## What to do
What is needed is an exact copy of all the records.

## Material shown

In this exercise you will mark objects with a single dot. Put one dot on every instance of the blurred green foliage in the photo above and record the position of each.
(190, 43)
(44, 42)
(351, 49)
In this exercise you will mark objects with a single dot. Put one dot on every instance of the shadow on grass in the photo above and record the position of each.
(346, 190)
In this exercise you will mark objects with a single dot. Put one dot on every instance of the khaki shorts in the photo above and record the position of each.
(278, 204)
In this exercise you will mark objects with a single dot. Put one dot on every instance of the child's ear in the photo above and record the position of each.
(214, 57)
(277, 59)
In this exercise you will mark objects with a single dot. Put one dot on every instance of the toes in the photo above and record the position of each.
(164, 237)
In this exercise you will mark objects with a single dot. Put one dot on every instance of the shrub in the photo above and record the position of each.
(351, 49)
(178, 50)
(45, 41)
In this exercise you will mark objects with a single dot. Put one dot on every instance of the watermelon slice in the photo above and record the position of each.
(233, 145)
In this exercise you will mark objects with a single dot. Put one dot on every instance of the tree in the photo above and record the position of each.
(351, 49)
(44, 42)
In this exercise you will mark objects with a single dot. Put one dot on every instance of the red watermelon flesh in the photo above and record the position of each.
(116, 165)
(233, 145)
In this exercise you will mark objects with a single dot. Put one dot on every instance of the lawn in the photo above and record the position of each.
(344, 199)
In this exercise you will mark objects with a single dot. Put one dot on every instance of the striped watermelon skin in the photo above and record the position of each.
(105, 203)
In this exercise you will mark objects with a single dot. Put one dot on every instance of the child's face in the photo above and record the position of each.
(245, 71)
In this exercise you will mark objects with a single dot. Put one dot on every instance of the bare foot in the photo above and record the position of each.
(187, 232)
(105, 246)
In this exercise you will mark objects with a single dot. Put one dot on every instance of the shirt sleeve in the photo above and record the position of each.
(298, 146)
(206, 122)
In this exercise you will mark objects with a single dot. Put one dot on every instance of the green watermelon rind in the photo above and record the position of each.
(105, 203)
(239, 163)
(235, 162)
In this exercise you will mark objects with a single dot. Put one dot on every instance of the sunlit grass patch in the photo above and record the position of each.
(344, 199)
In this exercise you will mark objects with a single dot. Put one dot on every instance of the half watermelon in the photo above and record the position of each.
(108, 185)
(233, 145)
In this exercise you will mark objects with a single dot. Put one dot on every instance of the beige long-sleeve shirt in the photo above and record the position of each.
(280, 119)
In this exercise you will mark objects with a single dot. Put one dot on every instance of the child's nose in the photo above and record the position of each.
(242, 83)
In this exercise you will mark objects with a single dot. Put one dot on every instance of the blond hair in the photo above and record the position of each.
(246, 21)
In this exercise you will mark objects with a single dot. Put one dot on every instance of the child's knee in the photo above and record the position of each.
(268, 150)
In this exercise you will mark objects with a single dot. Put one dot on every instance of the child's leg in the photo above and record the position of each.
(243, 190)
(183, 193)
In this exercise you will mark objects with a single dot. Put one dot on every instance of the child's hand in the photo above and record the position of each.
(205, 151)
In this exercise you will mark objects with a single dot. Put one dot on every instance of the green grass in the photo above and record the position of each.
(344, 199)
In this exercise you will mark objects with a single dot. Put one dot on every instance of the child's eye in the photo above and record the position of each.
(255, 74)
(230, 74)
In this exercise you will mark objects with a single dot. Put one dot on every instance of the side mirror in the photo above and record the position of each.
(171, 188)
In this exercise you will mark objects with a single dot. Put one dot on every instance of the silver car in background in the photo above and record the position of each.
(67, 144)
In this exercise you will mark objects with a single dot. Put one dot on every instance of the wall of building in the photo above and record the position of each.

## Response box
In this exercise you will mark objects with a single dot. Put one dot on every instance of the blurred green foliage in the photo above and record the position of each.
(190, 43)
(44, 42)
(351, 49)
In this exercise you will mark objects with a single dot. Put one dot on every instance of the shadow on grass in the photo above and record the position of each.
(346, 190)
In this exercise you will mark objects with a single dot. Put one dot on every instance of the khaki shorts in the photo above and record the position of each.
(278, 204)
In this exercise you will mark objects with a single dot. Put one dot on every instance of the child's ear in the photo above and record the position of each.
(214, 57)
(277, 59)
In this exercise you will mark objects with a single dot. Put one dot on every instance of the toes in the photo above and record the position of each.
(164, 237)
In this exercise you will mark objects with a single dot. Put one dot on every instance of the shrub in the photo above and record the position of each.
(351, 49)
(178, 50)
(45, 41)
In this exercise you will mark objects with a single dot. Put one dot on every instance of the watermelon slice in the photo above and record the position of each.
(233, 145)
In this exercise you will mark objects with a single dot. Put one dot on every instance of the tree in the photo above and record the position of each.
(351, 49)
(44, 42)
In this exercise you will mark objects with a single dot. Put one dot on every instance of the red watermelon flesh in the photo above and record the position of each.
(116, 165)
(233, 145)
In this exercise you will mark objects with a single dot. Put one dot on every instance of the lawn in the photo above and record the position of each.
(344, 199)
In this exercise you will mark objects with a single dot. Put one dot on every instance of the striped watermelon skin in the photo above and record the position of each.
(105, 203)
In this exercise you will mark objects with a single dot. Put one dot on every instance of the child's face in the photo above and record the position of each.
(245, 71)
In this exercise you will mark objects with a single dot. Put one dot on every instance of the bare foot in the photo above and record the position of each.
(187, 232)
(105, 246)
In this exercise you will mark objects with a single dot. Put one dot on every instance of the shirt sleeve in the photo above and record the position of each.
(298, 146)
(206, 122)
In this exercise you will mark objects with a single dot. Put one dot on every instance of the green watermelon rind in the photo above and record the position of each.
(105, 203)
(239, 163)
(235, 162)
In this exercise you will mark objects with a single dot. Put one dot on every instance of the sunlit grass patch in the photo above and record the position of each.
(344, 199)
In this exercise you will mark objects with a single dot. Put one dot on every instance of the half watermelon in the photo above and record the position of each.
(108, 185)
(233, 145)
In this exercise you will mark objects with a single dot. Put one dot on every instance of the beige long-sleeve shirt in the photo above and record the position of each.
(280, 119)
In this exercise you will mark objects with a single dot. Put one dot on every instance of the child's nose in the photo above and record the position of each.
(242, 83)
In this exercise you will mark objects with a single dot. Put one dot on every instance of the blond hair in the photo above and record the position of each.
(246, 21)
In this exercise you will mark objects with a single dot. Put one dot on every instance of the child's knee in the photo above and record the position of each.
(268, 150)
In this exercise you will mark objects with a single dot. Put one dot on every instance of the child's leg in the photo above and record the position of each.
(243, 190)
(183, 193)
In this exercise you will mark objects with a single dot. Put one dot on every instance of the child's hand in the photo above and record the position of each.
(205, 151)
In this exercise you will mark objects with a single dot. Put one dot on every instance of the green grass in the photo above and record the position of each.
(344, 199)
In this exercise you will mark objects with a single dot. Put one dot on every instance of the child's eye in the photo above and record the position of each.
(255, 74)
(230, 74)
In this exercise you will mark objects with a single dot. Put one dot on every instance of the side mirror in the photo above and record the position of each.
(171, 188)
In this exercise you will mark objects with a single dot. Put one dot on every instance of the silver car in background in the photo above and record the position of each.
(67, 144)
In this exercise you will mark objects with a single dot. Put one dot on every instance of the wall of building in the photo above and record the position of each.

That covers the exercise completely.